§ The tasks:
a) Copy everything from "Posted by watchmen" down to "for affected residents." in the article on water supply in Negros Occidental, without changing a word.
b) Summarize the article on water supply in Negros Occidental in two sentences.
c) Using the article on water supply in Negros Occidental, answer these questions:
(i) Who is the OCD-6 information officer?
(ii) About how many residents did the January water shortages in Himamaylan City affect?
(iii) With whom did OCD-6 assess crop damage from the dry spell?

§ Text provided:
##############################
OCD-6: NegOcc spared from water scarcity

Posted by watchmen
March 13, 2024


By Jen Baylon

The Office of Civil Defense in Western Visayas (OCD-6) reported that Negros Occidental has been spared from water scarcity despite the sweltering heat.

Cindy Ferrer, OCD-6 information officer, affirmed that water levels in dams across the province remain within normal range, indicating an ample supply for residents.

However, Ferrer said Himamaylan City experienced water shortages in January this year, affecting around 30,825 residents due to the drying up of deep wells in Barangays 3, Carabalan, Su-ay, Buenavista, Caradio-an, Nabali-an, Mambagaton, and Talaban.

The city government initiated assistance by rationing potable water for affected residents.

The OCD-6, in cooperation with the provincial government, conducted an assessment on crop damage due to the dry spell in Negros Occidental.
##############################
§ Supplied material:
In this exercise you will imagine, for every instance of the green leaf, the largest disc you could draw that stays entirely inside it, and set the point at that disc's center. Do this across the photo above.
##############################
§ Expected outputs:
a)
Posted by watchmen
March 13, 2024


By Jen Baylon

The Office of Civil Defense in Western Visayas (OCD-6) reported that Negros Occidental has been spared from water scarcity despite the sweltering heat.

Cindy Ferrer, OCD-6 information officer, affirmed that water levels in dams across the province remain within normal range, indicating an ample supply for residents.

However, Ferrer said Himamaylan City experienced water shortages in January this year, affecting around 30,825 residents due to the drying up of deep wells in Barangays 3, Carabalan, Su-ay, Buenavista, Caradio-an, Nabali-an, Mambagaton, and Talaban.

The city government initiated assistance by rationing potable water for affected residents.

b) The Office of Civil Defense in Western Visayas reported that Negros Occidental has been spared from water scarcity despite the heat, with water levels in dams across the province within normal range. Himamaylan City had water shortages in January that affected around 30,825 residents after deep wells dried up, and the city government rationed potable water for them.

c)
(i) Cindy Ferrer
(ii) Around 30,825
(iii) The provincial government